TEXT UNDER STUDY:
::::::::::
This has probably been one of the most challenging yet satisfying year I have experienced in my twenty-eight years. I have laughed (a lot), cried (on occasions), and shared in others sense of injustice (especially about how they access and are treated by public services). Twelve-months ago I had no intentions of training as a nurse and now I am well on my way in my second academic year determined not only to complete the course but to make a difference in society.
To answer “did I choose learning disability nursing or did it choose me?” is not so straight forward. When I applied to Keele through admissions clearing I was totally unaware there was even a fourth field of nursing. In the days preceding my interview I solely prepared for Adult Nursing and at the time this seemed a logical activity since to most laypeople the stereotypical nurse is ward-based and all medication rounds, bed baths, wound care.
I remember the day vividly. There were a number of other applicants all nervous like myself. I am a garrulous sort of chap (I like to talk). So to ease my somewhat anxious disposition I began talking to student ambassadors present. One in particular stood out. She was passionate about nursing and tailoring her own approach not only to care for others but to enrich the lives of people she worked with (to ultimately empower them to make their own health decision). The sense of humanity and compassion was tangible.
Being impulsive I decided I wanted to be interviewed for what she was doing. As it happens I was interviewed for both Adult and Learning Disability Nursing. So why did I leave having accepted an offer to study learning disability nursing you must be wondering? During this whole process I spoke to both students and staffs asked numerous questions (and drank plenty of tea) and sided on the fact that If was going to be nurse I was most definitely going to work with and prioritise people.
::::::::::
MATERIAL SUPPLIED:
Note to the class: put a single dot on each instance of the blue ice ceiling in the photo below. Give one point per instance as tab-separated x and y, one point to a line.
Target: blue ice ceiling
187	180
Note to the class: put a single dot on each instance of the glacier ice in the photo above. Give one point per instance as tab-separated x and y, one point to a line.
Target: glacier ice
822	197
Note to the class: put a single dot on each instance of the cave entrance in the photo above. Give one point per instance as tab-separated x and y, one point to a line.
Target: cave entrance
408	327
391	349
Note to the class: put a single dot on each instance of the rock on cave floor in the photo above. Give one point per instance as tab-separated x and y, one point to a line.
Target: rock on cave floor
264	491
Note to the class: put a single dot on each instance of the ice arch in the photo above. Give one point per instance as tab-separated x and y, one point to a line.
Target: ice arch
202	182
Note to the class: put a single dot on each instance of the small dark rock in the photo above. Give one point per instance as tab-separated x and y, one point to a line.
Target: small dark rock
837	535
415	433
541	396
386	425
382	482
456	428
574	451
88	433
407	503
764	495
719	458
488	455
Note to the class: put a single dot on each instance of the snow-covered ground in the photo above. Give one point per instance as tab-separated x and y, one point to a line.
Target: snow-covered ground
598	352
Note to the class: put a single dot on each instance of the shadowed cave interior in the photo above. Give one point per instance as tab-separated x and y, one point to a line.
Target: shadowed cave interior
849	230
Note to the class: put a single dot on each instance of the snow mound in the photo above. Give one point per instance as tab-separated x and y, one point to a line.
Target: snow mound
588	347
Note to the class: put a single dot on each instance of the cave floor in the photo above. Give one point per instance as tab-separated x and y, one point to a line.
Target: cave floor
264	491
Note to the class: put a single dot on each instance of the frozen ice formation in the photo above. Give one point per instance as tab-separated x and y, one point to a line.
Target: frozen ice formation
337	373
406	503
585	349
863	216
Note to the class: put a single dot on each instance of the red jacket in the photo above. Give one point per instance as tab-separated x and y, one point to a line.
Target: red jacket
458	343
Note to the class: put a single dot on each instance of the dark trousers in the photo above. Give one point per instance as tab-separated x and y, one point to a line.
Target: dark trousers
::::::::::
ASSIGNED TASK 1: In the text about learning disability nursing, which two fields of nursing was the writer interviewed for?
ASSIGNED TASK 2: Say whether each statement agrees with the text about learning disability nursing, answering yes or no and quoting the words of the text that decide it: (a) Twelve months earlier, the writer already planned to train as a nurse. (b) Before the interview, the writer prepared only for Adult Nursing. (c) The writer talked to student ambassadors to calm nerves.
ASSIGNED TASK 3: Proceed with the text about learning disability nursing, picking up after its last sentence.

ANSWER SPACE 1: Adult Nursing and Learning Disability Nursing.

ANSWER SPACE 2:
(a) No: "Twelve-months ago I had no intentions of training as a nurse"
(b) Yes: "In the days preceding my interview I solely prepared for Adult Nursing"
(c) Yes: "So to ease my somewhat anxious disposition I began talking to student ambassadors present."

ANSWER SPACE 3:
Learning Disability Nursing truly places the person at the centre of activities. It adopts a life course approach as you deal with individuals of all ages; and whose practice is grounded in the therapeutic relationship and communication. In terms of scope it is interdisciplinary and found at the intersections of all other fields of nursing (adult, child, and mental) and also allied professions (such as occupational health and social work). In addition it is exciting and creative as to achieve positive outcomes for people it has to be responsive to their individual needs and informed by their personality.
This highly individualised approach is central to Learning Disability Nursing’s philosophy. Not only is it the only way of being able to engage effectively with a number of people; many of those who you do encounter experience daily challenges and discrimination. At risk of taking a paternalistic tone (which I am trying to avoid) it’s all about engaging and empowering these individuals to reach their full potential.
So initially I choose to study Learning Disability Nursing but over the past year it has chosen me. I was unsure when starting what to expect (as it’s not the most visible of field within the profession) but have gone from initial confusion to confidence. It changes you as a person. I have achieved so much more than just perform standard nursing care (which all nurses have to do during their training). To put it simply I have shared my first year with the people I have worked with; whether that’s been a positive experience (such as birthday celebration or an “all clear”) or negative (such as a funeral or an emergency hospital admission).